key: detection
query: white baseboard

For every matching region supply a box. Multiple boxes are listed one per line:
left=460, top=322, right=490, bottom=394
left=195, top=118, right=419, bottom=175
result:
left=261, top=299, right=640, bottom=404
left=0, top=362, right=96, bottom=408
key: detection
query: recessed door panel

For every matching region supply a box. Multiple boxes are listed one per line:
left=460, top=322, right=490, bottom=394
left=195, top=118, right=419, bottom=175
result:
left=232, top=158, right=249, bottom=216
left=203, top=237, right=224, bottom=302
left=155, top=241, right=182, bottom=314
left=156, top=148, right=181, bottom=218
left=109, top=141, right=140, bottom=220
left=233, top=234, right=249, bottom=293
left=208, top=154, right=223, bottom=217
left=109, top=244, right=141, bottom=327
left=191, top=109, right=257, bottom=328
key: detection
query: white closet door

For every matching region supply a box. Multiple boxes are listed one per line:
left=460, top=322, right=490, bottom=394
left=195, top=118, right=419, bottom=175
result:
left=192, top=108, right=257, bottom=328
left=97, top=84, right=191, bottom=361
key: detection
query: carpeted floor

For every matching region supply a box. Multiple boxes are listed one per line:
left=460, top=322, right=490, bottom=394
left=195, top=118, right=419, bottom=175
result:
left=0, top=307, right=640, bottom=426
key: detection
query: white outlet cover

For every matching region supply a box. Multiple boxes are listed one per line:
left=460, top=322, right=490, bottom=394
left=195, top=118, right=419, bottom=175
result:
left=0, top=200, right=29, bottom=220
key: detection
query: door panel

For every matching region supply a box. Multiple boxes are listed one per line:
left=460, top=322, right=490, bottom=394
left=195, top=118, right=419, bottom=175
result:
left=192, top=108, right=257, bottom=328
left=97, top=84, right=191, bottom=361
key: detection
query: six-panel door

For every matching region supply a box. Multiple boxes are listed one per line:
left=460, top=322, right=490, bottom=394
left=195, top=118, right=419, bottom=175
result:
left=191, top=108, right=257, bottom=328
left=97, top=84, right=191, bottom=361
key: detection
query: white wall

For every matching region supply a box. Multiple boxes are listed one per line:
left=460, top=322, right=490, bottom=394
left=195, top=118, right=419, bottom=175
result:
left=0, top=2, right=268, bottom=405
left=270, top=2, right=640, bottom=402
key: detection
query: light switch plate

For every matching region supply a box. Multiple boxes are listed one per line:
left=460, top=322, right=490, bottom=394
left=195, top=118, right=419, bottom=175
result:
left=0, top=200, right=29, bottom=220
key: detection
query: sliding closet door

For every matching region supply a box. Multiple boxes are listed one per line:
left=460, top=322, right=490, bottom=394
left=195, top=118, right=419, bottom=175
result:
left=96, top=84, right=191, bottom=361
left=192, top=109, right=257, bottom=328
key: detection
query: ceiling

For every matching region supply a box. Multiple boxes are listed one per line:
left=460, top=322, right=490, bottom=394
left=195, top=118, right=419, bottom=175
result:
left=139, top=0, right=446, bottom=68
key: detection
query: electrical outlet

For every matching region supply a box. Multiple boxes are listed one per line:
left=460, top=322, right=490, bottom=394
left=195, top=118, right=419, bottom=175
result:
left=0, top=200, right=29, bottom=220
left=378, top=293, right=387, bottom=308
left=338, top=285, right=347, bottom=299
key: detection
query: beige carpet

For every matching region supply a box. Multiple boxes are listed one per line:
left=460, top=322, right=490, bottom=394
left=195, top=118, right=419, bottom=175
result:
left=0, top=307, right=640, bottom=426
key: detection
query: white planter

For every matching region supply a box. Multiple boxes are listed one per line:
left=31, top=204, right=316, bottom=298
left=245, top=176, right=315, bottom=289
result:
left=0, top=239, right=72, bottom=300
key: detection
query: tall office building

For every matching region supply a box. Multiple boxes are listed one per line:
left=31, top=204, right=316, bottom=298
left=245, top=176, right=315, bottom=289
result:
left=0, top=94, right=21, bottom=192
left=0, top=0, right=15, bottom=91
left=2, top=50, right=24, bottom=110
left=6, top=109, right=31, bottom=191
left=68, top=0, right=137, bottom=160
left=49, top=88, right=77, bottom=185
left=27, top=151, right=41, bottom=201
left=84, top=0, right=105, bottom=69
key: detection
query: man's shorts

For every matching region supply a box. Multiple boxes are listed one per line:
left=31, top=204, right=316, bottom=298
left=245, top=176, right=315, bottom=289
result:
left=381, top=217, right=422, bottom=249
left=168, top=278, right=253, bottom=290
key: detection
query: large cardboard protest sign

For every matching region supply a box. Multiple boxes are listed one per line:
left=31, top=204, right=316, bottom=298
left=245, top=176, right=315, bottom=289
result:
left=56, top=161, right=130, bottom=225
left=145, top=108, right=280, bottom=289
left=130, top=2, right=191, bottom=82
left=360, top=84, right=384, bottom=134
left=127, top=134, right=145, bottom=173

WORK TO COMPLETE:
Rewrite the part that opens with the first line of the rows and closes with the line containing "left=0, top=362, right=96, bottom=408", keeping the requests as they are and adjusting each box coordinate in the answers by adding -92.

RESPONSE:
key: detection
query: white baseboard

For every matching region supply a box. Multiple boxes are listed one per line:
left=460, top=322, right=490, bottom=394
left=195, top=118, right=419, bottom=175
result:
left=169, top=207, right=548, bottom=312
left=-92, top=270, right=4, bottom=316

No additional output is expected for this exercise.